-- Begin Passage provided --
5th Treasurer of Colorado
- In office January 10, 1883 – January 13, 1885
- Governor: James Benton Grant
- Preceded by: W. C. Sanders
- Succeeded by: George R. Swallow

Personal details
- Born: Henrich Anton Fredrich Walsen June 14, 1841 Petershagen, Germany
- Died: February 15, 1906 (aged 64) Denver, Colorado
- Party: Republican
- Spouse(s): Emilie F. Sporleder (1867-1896) Emma Storck (1897-1906, his death)
- Children: Four
- Profession: Banker, businessman, landowner, politician

= Fred Walsen =

American politician and businessman

Fred Walsen (June 14, 1841 – February 15, 1906) was a banker, businessman, landowner and politician from Colorado, U.S. The city of Walsenburg, Colorado is named for him, and he was the city's first mayor. He served as the fifth treasurer of the state of Colorado, from 1883 to 1885.

==Early life==
Henrich Anton Fredrich Walsen was born in Petershagen, Germany on June 14, 1841. When he turned 18, he emigrated to the United States, sailing from Germany to New Orleans. From there, he traveled up the Mississippi River to St. Louis and opened a cigar shop there. Upon the outbreak of the Civil War, Walsen enlisted in the Union Army on April 12, 1861, joining the Missouri Volunteer Militia, and later, the Missouri National Guard. In 1864, he headed west and settled in Fort Garland, Colorado. In Fort Garland, he worked as a store clerk, and by 1867 he had become a part-owner of the store.
-- End Passage provided --
-- Begin Records provided --
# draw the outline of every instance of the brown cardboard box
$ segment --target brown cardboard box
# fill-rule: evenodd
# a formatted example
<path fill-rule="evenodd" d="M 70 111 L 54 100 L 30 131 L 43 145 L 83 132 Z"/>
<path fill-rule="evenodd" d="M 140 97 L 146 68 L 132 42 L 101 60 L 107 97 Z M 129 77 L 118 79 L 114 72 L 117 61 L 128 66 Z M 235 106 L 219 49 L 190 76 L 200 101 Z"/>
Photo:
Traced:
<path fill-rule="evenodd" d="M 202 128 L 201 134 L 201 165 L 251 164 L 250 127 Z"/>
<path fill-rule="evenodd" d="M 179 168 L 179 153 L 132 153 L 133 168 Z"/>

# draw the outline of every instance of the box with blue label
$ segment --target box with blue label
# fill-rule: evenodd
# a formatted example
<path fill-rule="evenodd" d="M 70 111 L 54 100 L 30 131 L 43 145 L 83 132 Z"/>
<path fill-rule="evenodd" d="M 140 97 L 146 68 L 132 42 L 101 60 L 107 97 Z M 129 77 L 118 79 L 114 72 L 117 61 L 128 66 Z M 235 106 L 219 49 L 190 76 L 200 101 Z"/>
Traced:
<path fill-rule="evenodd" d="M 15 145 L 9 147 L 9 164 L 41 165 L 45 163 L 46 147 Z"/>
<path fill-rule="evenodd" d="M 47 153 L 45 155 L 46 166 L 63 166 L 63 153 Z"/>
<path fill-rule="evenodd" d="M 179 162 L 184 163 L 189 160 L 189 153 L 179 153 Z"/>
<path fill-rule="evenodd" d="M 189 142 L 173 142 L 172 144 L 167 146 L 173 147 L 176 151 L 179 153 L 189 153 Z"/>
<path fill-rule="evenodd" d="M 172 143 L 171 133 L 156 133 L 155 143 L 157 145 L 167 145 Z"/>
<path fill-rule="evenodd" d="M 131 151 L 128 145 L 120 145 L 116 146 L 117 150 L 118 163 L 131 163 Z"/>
-- End Records provided --
[To-do list]:
a) Answer these questions about the passage on Fred Walsen:
(i) Who preceded him as Treasurer of Colorado?
(ii) Which city is named for him?
(iii) Where did he settle in 1864?
b) Rescale the listing from the line containing "# draw the outline of every instance of the box" through its end. Write out each of those lines again, keeping the requests and format samples unchanged, but multiply every coordinate in the traced outlines by 1.35 and round to whole numbers, with halves going up.

[Expected outputs]:
a)
(i) W. C. Sanders
(ii) Walsenburg, Colorado
(iii) Fort Garland, Colorado

b)
# draw the outline of every instance of the box with blue label
$ segment --target box with blue label
# fill-rule: evenodd
# a formatted example
<path fill-rule="evenodd" d="M 70 111 L 54 100 L 30 131 L 43 145 L 83 132 Z"/>
<path fill-rule="evenodd" d="M 140 97 L 146 68 L 132 42 L 101 60 L 107 97 Z M 129 77 L 118 79 L 114 72 L 117 61 L 128 66 Z M 235 106 L 219 49 L 190 76 L 200 101 Z"/>
Traced:
<path fill-rule="evenodd" d="M 20 196 L 12 198 L 12 221 L 55 223 L 61 220 L 62 198 Z"/>
<path fill-rule="evenodd" d="M 63 207 L 61 209 L 62 224 L 85 224 L 85 207 Z"/>
<path fill-rule="evenodd" d="M 242 219 L 248 220 L 255 216 L 255 207 L 242 207 Z"/>
<path fill-rule="evenodd" d="M 255 192 L 234 192 L 232 194 L 225 197 L 234 198 L 238 204 L 242 207 L 255 207 Z"/>
<path fill-rule="evenodd" d="M 232 193 L 231 180 L 211 180 L 209 193 L 212 196 L 225 196 Z"/>
<path fill-rule="evenodd" d="M 177 204 L 173 196 L 162 196 L 157 197 L 158 203 L 159 220 L 177 220 Z"/>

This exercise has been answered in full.